» What you are asked to do
Set down all of the data exactly as it appears.
-*-
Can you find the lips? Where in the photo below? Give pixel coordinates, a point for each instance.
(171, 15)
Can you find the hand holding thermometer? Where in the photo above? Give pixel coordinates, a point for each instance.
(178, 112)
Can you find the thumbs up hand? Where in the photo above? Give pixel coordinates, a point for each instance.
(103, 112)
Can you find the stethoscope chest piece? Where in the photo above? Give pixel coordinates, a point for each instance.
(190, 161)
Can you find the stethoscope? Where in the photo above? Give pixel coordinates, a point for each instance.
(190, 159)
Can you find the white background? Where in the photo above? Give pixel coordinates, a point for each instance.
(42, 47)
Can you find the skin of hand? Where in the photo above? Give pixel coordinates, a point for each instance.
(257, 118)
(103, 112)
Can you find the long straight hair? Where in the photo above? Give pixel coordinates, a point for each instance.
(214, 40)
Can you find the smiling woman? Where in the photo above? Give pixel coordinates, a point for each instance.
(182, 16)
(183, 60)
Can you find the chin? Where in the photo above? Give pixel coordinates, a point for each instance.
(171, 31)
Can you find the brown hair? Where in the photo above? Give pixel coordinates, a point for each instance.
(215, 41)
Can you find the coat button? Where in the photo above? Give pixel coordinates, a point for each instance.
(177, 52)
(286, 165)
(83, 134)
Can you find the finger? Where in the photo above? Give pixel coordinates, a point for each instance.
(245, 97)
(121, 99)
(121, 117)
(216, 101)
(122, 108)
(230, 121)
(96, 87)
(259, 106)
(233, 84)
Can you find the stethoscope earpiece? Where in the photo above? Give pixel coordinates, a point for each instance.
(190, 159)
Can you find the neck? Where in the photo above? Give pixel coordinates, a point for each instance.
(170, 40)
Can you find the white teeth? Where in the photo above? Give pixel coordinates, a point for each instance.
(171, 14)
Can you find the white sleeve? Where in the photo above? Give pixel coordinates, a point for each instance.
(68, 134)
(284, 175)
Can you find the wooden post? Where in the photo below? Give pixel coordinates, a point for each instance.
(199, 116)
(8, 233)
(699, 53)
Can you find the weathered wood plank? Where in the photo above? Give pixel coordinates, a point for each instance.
-*-
» Response box
Can you find the lips? Where in the photo below? Give pixel coordinates, a point for each instance.
(171, 15)
Can you find the hand holding thermometer? Where in the photo above? Give pixel coordinates, a point for each instance.
(178, 112)
Can you find the thumbs up hand? Where in the photo above? Give pixel coordinates, a point for each instance.
(103, 112)
Can you find the stethoscope chest piece? Where in the photo above? Give pixel coordinates, a point for each instance.
(190, 161)
Can you find the stethoscope? Where in the photo above? Give pixel coordinates, a point for each instance.
(190, 159)
Can you find the white background? Where in the photo above? Give pixel coordinates, a point for each instance.
(42, 47)
Can you find the skin of hand? Where in the photo above? Give pixel coordinates, a point for each instance.
(257, 118)
(103, 112)
Can you find the long straight hair? Where in the photo above? Give pixel coordinates, a point for each instance.
(214, 40)
Can you find the smiling woman? Where in the photo above? Give pixel coordinates, a point for each instance.
(182, 16)
(183, 60)
Can you find the chin? Where in the photo above? Give pixel coordinates, a point for each instance.
(171, 31)
Can you find the brown hair? Where in the photo above? Give pixel coordinates, a point for each instance.
(215, 41)
Can you find the coat button? Where in the photo above? Give pixel coordinates, a point for each instance.
(177, 52)
(286, 165)
(83, 134)
Can you find the finger? Where in the photo above? Give pixel coordinates, a point for each instance.
(245, 97)
(121, 99)
(121, 117)
(216, 101)
(122, 108)
(230, 121)
(96, 87)
(259, 106)
(233, 84)
Can you find the stethoscope earpiece? Where in the photo above? Give pixel coordinates, a point for each instance.
(190, 159)
Can you find the neck? Where in the photo above? Give pixel coordinates, a point for each instance.
(170, 40)
Can you find the white teeth? Where in the photo above? Give pixel coordinates, a point for each instance.
(171, 14)
Can you find the white sleeve? Where in the photo above? Give pixel coordinates, a point for each instance.
(68, 134)
(284, 175)
Can you find the wooden post? Where in the photo below? Give pixel coordinates, a point for each instance.
(199, 116)
(8, 233)
(699, 53)
Can you find the weathered wood plank? Where in the photo above? Give pixel coordinates, a point for each instance.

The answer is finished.